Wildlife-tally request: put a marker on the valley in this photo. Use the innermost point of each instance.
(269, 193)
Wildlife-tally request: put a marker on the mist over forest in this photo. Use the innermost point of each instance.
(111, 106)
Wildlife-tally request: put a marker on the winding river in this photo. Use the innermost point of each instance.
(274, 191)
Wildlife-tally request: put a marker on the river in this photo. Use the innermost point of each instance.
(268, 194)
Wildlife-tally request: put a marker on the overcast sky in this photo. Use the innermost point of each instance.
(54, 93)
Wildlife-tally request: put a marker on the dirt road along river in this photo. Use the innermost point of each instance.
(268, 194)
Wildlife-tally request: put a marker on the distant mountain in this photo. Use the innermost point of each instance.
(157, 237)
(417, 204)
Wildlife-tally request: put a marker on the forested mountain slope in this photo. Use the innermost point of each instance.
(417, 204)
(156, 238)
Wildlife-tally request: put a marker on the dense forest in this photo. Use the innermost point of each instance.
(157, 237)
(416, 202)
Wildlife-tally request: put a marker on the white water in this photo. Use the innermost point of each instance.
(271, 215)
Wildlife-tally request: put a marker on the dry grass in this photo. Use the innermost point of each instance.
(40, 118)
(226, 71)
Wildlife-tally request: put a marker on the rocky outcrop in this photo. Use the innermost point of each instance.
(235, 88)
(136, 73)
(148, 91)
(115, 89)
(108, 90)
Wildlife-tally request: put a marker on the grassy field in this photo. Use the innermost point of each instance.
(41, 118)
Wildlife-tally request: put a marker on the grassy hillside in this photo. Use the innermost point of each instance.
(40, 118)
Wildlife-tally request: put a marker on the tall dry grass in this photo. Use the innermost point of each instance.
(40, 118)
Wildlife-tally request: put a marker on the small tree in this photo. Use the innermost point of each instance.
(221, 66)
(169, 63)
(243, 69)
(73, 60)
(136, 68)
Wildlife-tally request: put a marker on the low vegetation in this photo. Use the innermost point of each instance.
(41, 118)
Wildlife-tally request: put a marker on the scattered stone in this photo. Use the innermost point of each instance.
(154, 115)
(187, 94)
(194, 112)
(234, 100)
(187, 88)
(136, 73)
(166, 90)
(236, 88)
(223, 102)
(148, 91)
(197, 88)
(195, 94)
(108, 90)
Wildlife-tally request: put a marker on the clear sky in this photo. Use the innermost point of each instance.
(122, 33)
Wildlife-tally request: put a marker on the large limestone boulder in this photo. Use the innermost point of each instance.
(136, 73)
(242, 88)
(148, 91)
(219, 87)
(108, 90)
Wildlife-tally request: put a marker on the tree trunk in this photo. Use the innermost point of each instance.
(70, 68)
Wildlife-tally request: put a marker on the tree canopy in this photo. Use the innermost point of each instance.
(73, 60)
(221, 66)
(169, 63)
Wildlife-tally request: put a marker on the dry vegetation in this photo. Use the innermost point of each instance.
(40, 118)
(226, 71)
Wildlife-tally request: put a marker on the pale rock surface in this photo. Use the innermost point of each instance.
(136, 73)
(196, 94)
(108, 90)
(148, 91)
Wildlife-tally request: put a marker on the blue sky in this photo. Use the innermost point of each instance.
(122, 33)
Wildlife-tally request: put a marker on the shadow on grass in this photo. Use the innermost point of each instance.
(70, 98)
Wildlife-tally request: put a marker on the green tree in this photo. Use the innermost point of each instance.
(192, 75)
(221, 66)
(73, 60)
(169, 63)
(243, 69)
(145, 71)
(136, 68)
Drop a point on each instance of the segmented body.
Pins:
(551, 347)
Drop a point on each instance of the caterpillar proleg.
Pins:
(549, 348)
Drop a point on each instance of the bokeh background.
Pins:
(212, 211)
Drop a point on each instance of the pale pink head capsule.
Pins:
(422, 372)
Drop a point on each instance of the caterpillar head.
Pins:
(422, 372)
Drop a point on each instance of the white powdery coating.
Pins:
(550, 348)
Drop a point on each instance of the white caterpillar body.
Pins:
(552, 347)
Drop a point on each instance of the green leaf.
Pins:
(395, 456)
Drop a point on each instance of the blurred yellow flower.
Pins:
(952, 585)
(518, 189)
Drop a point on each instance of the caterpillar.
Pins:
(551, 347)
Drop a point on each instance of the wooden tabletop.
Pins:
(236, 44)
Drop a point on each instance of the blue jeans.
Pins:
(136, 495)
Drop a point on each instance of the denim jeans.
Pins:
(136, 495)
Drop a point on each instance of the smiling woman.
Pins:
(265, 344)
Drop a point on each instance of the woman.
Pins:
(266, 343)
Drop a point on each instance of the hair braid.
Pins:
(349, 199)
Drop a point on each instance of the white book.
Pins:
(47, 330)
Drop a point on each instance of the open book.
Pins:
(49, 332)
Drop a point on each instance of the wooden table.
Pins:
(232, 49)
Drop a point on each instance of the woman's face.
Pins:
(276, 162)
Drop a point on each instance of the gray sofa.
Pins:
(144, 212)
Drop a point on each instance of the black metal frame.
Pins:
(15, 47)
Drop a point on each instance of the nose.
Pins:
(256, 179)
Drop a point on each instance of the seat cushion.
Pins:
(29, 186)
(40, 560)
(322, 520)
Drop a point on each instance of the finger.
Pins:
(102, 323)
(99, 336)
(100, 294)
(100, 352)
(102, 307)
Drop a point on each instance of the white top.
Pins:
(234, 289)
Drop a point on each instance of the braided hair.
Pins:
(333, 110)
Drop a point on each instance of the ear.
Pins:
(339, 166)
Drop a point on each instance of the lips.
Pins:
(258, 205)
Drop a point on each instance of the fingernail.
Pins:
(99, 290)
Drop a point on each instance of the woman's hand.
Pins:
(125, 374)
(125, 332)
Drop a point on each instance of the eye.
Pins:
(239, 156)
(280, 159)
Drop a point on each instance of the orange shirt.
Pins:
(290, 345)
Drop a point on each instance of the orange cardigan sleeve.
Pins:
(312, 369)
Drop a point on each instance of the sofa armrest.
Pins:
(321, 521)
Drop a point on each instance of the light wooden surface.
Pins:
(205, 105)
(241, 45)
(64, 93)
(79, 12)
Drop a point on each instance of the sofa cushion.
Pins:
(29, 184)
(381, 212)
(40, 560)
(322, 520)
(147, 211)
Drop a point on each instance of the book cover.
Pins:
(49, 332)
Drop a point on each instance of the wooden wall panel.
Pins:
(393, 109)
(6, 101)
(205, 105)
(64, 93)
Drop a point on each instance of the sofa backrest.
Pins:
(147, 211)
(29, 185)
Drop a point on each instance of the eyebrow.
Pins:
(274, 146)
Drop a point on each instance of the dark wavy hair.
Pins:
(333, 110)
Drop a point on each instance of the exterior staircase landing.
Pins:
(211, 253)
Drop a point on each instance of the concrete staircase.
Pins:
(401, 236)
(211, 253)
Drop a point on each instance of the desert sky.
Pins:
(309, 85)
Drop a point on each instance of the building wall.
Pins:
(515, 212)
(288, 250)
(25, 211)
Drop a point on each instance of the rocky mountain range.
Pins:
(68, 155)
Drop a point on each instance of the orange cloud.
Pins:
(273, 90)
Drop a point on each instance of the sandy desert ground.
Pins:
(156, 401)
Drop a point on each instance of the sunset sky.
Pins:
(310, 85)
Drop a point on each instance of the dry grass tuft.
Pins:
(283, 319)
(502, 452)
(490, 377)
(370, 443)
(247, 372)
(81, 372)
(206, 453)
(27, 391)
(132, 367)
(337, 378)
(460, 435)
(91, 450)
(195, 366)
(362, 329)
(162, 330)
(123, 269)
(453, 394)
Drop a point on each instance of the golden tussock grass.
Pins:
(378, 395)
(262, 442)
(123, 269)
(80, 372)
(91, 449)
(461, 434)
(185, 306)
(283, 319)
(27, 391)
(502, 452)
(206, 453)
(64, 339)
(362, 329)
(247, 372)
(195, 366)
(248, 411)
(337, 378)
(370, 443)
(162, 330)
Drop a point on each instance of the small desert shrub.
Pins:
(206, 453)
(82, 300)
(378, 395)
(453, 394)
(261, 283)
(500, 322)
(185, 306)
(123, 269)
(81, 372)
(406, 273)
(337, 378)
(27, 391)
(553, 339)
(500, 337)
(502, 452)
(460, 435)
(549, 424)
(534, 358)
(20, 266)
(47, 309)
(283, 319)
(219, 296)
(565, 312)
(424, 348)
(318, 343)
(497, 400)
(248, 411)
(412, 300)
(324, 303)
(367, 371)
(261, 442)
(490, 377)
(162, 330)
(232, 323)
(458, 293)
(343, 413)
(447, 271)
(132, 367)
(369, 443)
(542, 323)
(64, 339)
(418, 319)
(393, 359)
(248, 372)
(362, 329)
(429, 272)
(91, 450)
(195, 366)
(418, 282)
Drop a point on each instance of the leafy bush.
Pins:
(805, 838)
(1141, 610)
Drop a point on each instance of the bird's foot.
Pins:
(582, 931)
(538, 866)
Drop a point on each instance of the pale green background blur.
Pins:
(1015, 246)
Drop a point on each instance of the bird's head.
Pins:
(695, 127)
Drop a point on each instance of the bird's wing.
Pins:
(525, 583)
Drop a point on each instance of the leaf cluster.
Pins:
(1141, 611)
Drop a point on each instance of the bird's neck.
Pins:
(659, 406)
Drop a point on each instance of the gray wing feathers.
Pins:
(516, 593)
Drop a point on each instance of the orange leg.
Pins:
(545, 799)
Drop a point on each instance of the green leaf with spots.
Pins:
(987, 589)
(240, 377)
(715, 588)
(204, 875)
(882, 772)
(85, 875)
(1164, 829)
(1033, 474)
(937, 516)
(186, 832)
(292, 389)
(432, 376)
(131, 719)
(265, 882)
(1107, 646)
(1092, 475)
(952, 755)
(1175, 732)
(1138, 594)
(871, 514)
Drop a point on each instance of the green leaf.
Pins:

#### WHAT THE TASK REQUIRES
Reproduce only the lines from the line containing "Drop a point on each instance of the bird's foot." to the last line of the material above, both of those lines included.

#### THE RESPONSE
Drop a point on each instance of the bird's foot.
Pins:
(582, 931)
(538, 866)
Drop a point on each instance of the pale green background blur.
Pins:
(1015, 246)
Drop a point on each instance of the bird's head.
Pins:
(695, 127)
Drop a point on each instance of the bird's wing.
Pins:
(525, 583)
Drop a point on each instance of the leaf cluster.
Pins:
(1141, 611)
Drop a point on each instance of the bird's neck.
Pins:
(659, 406)
Drop a point on each instance of the gray wing feathers.
Pins:
(516, 593)
Drop a point on each instance of the orange leg.
Pins:
(545, 799)
Drop a point on each instance of the green leaf with spots.
Pins:
(987, 589)
(240, 377)
(715, 588)
(204, 875)
(882, 772)
(85, 875)
(1164, 829)
(1033, 474)
(937, 516)
(186, 832)
(292, 389)
(432, 376)
(131, 719)
(265, 882)
(1107, 646)
(1092, 475)
(952, 755)
(1175, 732)
(1138, 594)
(871, 514)
Drop a point on each instance of the green leaf.
Pins:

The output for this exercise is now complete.